=== Section Start ===
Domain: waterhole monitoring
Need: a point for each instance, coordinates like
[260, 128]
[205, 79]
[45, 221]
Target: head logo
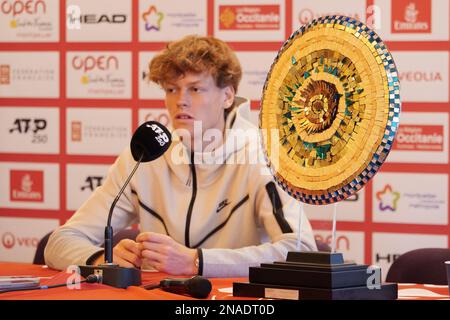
[8, 240]
[388, 198]
[27, 186]
[152, 19]
[5, 74]
[249, 17]
[411, 16]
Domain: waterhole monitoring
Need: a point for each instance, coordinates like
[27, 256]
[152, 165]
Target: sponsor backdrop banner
[73, 88]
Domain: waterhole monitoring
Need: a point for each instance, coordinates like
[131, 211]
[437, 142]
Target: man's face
[196, 97]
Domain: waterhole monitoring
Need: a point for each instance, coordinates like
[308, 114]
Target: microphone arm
[108, 228]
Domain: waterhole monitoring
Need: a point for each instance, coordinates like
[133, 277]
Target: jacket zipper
[191, 204]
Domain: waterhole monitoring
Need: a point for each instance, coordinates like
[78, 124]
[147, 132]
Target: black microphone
[148, 143]
[197, 286]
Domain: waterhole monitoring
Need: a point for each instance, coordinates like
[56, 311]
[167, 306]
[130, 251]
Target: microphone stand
[110, 273]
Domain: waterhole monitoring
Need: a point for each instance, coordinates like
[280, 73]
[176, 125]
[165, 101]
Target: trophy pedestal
[314, 275]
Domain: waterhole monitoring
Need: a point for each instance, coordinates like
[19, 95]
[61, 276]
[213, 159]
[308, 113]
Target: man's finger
[152, 255]
[129, 257]
[157, 247]
[132, 246]
[153, 237]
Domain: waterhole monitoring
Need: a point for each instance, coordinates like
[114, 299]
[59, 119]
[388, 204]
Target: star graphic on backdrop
[388, 198]
[152, 19]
=== Section End ===
TASK BRIEF
Repeat every entry above precisely, leaving each picture out.

ANSWER TO THIS TASK
Domain: waterhole monitoring
Need: a point for each instance, coordinates like
[260, 128]
[205, 79]
[45, 221]
Target: head logo
[8, 240]
[388, 198]
[27, 186]
[152, 19]
[5, 74]
[249, 17]
[411, 16]
Domain: waterhole monitoring
Need: a point for each instance, coordinates like
[27, 256]
[152, 165]
Target: sponsor backdrop banner
[73, 88]
Domain: waterhole monitoring
Need: a point for each instance, coordinates like
[131, 211]
[437, 142]
Target: man's face
[196, 97]
Domain: waterhole monitoring
Need: a point for each instance, coordinates like
[308, 114]
Target: microphone arm
[108, 228]
Domain: waterhole monitoring
Need: a point for each instance, coordinates like
[133, 277]
Target: jacket zipper
[191, 204]
Domain: waterhole monitoring
Need: a point for each instance, coordinates like
[78, 124]
[147, 132]
Target: black microphone
[148, 143]
[197, 286]
Domain: waterhole monitoring
Need: a point for each instance, coordinates like
[56, 311]
[167, 306]
[130, 251]
Target: microphone stand
[110, 273]
Domain: waterhole monitoring
Need: a point for each instance, coordinates like
[280, 73]
[176, 125]
[165, 101]
Target: trophy pedestal
[314, 275]
Domain: waterhole monitoring
Need: a point for each instance, coordinates like
[19, 95]
[61, 276]
[213, 159]
[308, 113]
Target: man's finger
[152, 255]
[129, 257]
[157, 247]
[132, 246]
[153, 237]
Domain: waterhole monitoring
Need: a point for each instance, coordinates like
[114, 299]
[59, 119]
[388, 204]
Target: star graphic on backdrop
[388, 198]
[152, 19]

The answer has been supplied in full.